• _YOUR OBJECTIVE_: Your task is to output all the records below, word for word.

═════ RECORDED INFORMATION

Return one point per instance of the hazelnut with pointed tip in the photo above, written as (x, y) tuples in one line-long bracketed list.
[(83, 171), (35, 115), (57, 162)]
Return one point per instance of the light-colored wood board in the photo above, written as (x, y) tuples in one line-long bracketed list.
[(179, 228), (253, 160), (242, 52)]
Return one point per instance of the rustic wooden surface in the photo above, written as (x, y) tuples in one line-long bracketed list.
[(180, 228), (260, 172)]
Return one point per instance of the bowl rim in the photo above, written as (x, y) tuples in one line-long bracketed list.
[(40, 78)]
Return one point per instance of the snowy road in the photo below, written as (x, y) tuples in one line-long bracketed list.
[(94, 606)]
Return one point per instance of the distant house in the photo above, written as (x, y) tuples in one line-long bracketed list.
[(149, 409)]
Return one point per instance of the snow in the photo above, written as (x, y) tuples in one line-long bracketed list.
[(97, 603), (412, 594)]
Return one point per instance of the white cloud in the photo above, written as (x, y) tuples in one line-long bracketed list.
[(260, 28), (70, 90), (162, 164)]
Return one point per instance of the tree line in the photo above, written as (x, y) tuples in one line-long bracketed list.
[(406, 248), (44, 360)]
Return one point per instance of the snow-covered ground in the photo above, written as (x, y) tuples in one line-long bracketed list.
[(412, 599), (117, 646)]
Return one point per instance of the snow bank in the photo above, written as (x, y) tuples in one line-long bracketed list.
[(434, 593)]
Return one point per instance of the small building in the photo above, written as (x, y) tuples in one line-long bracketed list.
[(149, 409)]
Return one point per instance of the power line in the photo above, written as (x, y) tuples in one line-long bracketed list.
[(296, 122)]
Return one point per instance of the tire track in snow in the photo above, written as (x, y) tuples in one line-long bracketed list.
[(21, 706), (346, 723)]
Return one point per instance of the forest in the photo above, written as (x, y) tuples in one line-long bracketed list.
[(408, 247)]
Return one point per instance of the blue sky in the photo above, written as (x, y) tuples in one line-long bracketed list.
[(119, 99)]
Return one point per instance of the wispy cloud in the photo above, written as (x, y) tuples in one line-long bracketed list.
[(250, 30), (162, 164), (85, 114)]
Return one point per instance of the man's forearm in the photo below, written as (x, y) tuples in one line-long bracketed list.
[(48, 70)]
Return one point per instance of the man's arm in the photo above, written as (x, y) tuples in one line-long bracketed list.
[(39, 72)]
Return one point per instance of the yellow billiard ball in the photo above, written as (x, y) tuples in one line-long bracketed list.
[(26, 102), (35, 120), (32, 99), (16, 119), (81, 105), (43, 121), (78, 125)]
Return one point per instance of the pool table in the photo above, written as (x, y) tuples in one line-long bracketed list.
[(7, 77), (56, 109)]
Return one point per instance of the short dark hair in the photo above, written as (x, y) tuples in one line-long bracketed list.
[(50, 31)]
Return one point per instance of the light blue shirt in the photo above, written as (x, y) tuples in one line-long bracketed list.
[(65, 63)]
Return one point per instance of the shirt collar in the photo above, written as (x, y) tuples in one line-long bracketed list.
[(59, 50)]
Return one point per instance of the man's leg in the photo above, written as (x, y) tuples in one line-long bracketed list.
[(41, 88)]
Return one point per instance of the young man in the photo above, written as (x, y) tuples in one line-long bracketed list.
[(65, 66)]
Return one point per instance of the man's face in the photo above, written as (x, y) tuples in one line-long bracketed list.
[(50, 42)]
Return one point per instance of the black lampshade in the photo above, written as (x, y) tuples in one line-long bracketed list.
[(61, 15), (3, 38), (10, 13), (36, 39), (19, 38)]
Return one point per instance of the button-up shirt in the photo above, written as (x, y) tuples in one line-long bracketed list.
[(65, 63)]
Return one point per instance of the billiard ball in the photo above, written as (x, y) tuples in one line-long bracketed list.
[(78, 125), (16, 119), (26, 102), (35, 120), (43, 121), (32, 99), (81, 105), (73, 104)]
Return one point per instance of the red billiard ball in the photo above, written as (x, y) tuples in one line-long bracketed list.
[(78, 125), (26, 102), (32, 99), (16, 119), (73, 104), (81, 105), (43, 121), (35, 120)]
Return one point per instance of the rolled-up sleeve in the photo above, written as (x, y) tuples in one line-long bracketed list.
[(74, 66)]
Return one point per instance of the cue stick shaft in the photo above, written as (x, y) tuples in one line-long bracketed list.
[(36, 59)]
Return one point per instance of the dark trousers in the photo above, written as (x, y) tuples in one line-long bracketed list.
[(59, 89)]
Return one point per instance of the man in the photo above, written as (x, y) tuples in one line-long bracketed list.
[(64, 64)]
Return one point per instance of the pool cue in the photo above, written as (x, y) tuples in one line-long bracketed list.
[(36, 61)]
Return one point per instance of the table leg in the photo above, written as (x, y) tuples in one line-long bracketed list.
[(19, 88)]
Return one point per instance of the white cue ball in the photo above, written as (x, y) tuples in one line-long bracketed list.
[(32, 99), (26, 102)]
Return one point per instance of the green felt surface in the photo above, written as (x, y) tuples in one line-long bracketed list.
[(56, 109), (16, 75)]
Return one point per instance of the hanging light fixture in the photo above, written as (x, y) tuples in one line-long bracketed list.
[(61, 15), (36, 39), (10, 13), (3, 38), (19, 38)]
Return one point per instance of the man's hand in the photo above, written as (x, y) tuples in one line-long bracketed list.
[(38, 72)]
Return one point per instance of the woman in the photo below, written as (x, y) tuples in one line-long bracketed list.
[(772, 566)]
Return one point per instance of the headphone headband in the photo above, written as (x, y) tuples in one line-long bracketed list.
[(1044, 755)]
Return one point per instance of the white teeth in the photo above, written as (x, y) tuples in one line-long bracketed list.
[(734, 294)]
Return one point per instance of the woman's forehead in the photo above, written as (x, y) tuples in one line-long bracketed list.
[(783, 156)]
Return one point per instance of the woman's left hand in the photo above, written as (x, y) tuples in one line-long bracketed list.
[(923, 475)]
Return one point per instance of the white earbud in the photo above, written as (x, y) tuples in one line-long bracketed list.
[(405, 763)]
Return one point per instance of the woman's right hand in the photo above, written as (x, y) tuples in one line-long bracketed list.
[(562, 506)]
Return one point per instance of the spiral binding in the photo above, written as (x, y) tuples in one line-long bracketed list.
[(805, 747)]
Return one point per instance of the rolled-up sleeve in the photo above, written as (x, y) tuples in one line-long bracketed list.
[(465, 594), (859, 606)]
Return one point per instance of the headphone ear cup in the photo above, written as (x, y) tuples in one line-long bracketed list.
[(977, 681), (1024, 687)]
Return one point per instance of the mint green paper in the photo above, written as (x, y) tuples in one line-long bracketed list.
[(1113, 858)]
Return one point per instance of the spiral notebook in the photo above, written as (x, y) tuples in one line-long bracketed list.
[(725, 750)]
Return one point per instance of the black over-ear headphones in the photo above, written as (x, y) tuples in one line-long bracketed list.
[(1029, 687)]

══════════

• _EXERCISE RESPONSE_:
Return one point per instance of the hazelnut with pointed tip in the photo above, written as (x, y) tuples in one line-long bracketed list.
[(83, 171), (35, 115), (57, 162)]
Return one point per instance of the light-colored wood board in the photo above, written as (x, y) tuples in one line-long bracketed list.
[(179, 228), (253, 160), (242, 52)]
Return one point per instance of the rustic wooden surface in the photo above, written as (x, y) tuples in one line-long bracketed list.
[(180, 228), (260, 172)]
Return one point per instance of the bowl rim in the photo above, written as (x, y) tuples in one line-long bracketed list.
[(40, 78)]
Return one point per instance of the snowy road in the photo below, written as (x, y) tuples in one line-long bracketed list.
[(94, 606)]
Return one point per instance of the distant house in the photo above, written as (x, y) tuples in one line-long bracketed list.
[(149, 409)]
Return one point per instance of the snow in the photo above, written as (x, y) tuples in one line-long bracketed list.
[(97, 603), (412, 594)]
Return one point per instance of the white cloud in the photo above, written as (x, y) tuples in one line-long bracketed list.
[(260, 28), (70, 90), (162, 164)]
Return one point per instance of the tree line in the photo above, written as (x, y) tuples in one line-long bracketed list.
[(406, 248), (44, 360)]
Return one point per instance of the snow-covered ground in the photo above, written as (x, y) tuples in one line-long bracketed list.
[(412, 599), (117, 646)]
Return one point per instance of the snow bank in the photo above, written as (x, y) tuples in one line-long bracketed list.
[(434, 593)]
Return one point per instance of the small building in the photo above, written as (x, y) tuples in one line-long bracketed list.
[(149, 409)]
Return one point per instance of the power line in the photo above, written as (x, y) tuples in one line-long bracketed list.
[(296, 122)]
Return one point per instance of the tire track in snow in the photo above, written as (x, y) tuples in one line-long bracketed list.
[(21, 706), (346, 723)]
Return one point per instance of the forest in the photo above, written as (x, y) tuples in one line-long bracketed list.
[(408, 247)]
Return one point per instance of the blue sky in the photo above, written as (x, y) tuples in one line-long bracketed list.
[(119, 99)]
Return one point per instance of the wispy cloud in the photo above, written as (x, y) tuples in one line-long bracketed list.
[(250, 30), (162, 164), (85, 114)]
Return one point per instance of the man's forearm in the photo below, written as (x, y) tuples in one line-long bracketed list.
[(48, 70)]
Return one point per instance of the man's arm in the photo above, written as (x, y) tuples in one line-long bracketed list.
[(39, 72)]
Return one point per instance of the yellow billiard ball in the photo above, written as (x, y) tuples in one line-long bracketed list.
[(26, 102), (35, 120), (32, 99), (16, 119), (81, 105), (43, 121), (78, 125)]
Return one point per instance of the pool table in the photo above, written as (x, y) tuples in one line-long bracketed list.
[(7, 77), (56, 109)]
Return one point per instance of the short dark hair in the photo above, written as (x, y) tuples in one line-long bracketed list.
[(50, 31)]
Return one point per instance of the light blue shirt in the photo above, written as (x, y) tuples in one line-long bracketed list.
[(65, 63)]
Return one point per instance of the shirt collar in the photo above, written as (x, y) tuples in one line-long bracketed list.
[(59, 50)]
Return one point per instance of the man's leg in the photo above, written as (x, y) tuples in one line-long bracketed list.
[(41, 88)]
Return one point per instance of the young man in the photo above, written as (x, y) tuples in one line-long bracketed list.
[(65, 66)]
Return one point per instance of the man's face in the photo above, written as (x, y) tuples in one line-long bracketed list.
[(50, 42)]
Return one point per instance of the black lampshade in the photo above, written as (x, y) tuples in one line-long bracketed list.
[(61, 15), (3, 38), (10, 13), (36, 39), (19, 38)]
Return one point per instance of the button-up shirt in the photo above, written as (x, y) tuples in one line-long bracketed list.
[(65, 63)]
Return one point per instance of the billiard ball in the photo above, written as (x, y) tuples in one line-long bracketed list.
[(78, 125), (16, 119), (26, 102), (35, 120), (43, 121), (32, 99), (81, 105), (73, 104)]
Return one point per instance of the red billiard ball in the photo above, written as (x, y) tuples in one line-long bracketed list.
[(78, 125), (26, 102), (32, 99), (16, 119), (73, 104), (81, 105), (43, 121), (35, 120)]
Return one point per instance of the rolled-up sleeve in the photo above, written as (x, y) tuples in one line-long bracketed list.
[(74, 66)]
Return one point per instance of the cue stick shaft in the photo above, written as (x, y) tuples in one line-long bracketed list.
[(36, 59)]
Return one point per instance of the dark trousers in the photo above, written as (x, y) tuples in one line-long bracketed list.
[(59, 89)]
Return one point per instance of the man in the photo above, written as (x, y) tuples in one line-long bracketed list.
[(64, 64)]
Return one point per instance of the pool cue in the photo above, written as (x, y) tuples in one line-long bracketed list.
[(36, 61)]
Return one point per instance of the table leg in the photo above, written as (x, y) tuples in one line-long bracketed list.
[(19, 88)]
Return one point per instance of the white cue ball in the photo above, written as (x, y) tuples in one line-long bracketed list.
[(32, 99), (26, 102)]
Return one point per instance of the green felt surface in the photo above, written as (x, y) tuples in one line-long bracketed list.
[(56, 109), (16, 75)]
Return one point per instance of the hanging light fixture in the photo above, written as (x, y) tuples in one line-long bracketed list.
[(61, 15), (36, 39), (10, 13), (3, 38), (19, 38)]
Return one point per instance of the man's hand in the photo above, written as (x, y) tuples in one line-long bracketed list.
[(38, 72)]
Return one point per instance of the woman in the photo below, written as (x, y) tuples in one line-long bracketed list.
[(772, 566)]
Return one point per instance of the headphone headband in the photo above, written as (x, y) tuples in one line-long bracketed list.
[(1044, 755)]
Return one point per instance of the white teeth in the photo above, written as (x, y) tuples in one line-long bracketed list.
[(734, 294)]
Return one point per instance of the woman's forehead in the photo above, written as (x, y) tuples in one line-long bracketed list.
[(783, 156)]
Return one point per instance of the woman's left hand in the photo above, written as (x, y) tuples in one line-long bracketed list.
[(923, 475)]
Return one point per instance of the white earbud in the photo above, written as (x, y) tuples in one line-long bracketed list.
[(405, 763)]
Return one point per instance of the woman's right hand in the photo above, written as (x, y) tuples in one line-long bracketed list.
[(562, 506)]
Return one point per instance of the spiral binding in the photo above, written as (x, y) tuples in one line-long bracketed list.
[(805, 747)]
Return one point per instance of the rolled-up sleeve in the photo above, written as (x, y) tuples in one line-long bracketed list.
[(465, 594), (859, 606)]
Return one point per instance of the headphone ear cup in the photo above, written as (x, y) tuples in one line-long bracketed list.
[(977, 681), (1024, 687)]
Return one point per instance of the mint green paper in the photo above, written as (x, y) tuples in one line-long bracketed list.
[(1113, 858)]
Return one point per instance of the spiral notebook in the photo above, written as (x, y) tuples in one line-long bracketed list.
[(725, 750)]
Return one point per instance of the black over-ear headphones in the photo above, written as (x, y) tuples in one line-long bracketed list.
[(1029, 687)]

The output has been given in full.